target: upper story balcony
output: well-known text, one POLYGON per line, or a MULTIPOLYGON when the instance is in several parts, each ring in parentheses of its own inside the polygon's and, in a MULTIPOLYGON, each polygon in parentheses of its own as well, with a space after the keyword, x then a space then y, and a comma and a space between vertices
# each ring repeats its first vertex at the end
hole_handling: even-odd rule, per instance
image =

» Set problem
Render every line of the items above as a numbered list, dropping any blank lines.

» Written solution
1. target: upper story balcony
2. output: well-known text, one POLYGON per line, or a MULTIPOLYGON when the instance is in several parts, each ring in parentheses of its own inside the polygon's and, in a MULTIPOLYGON, each polygon in parentheses of its own as well, with a space after the keyword, x then a space then y, and a comma and a space between vertices
3. # each ring repeats its first vertex at the end
4. hole_handling: even-odd rule, per instance
5. image =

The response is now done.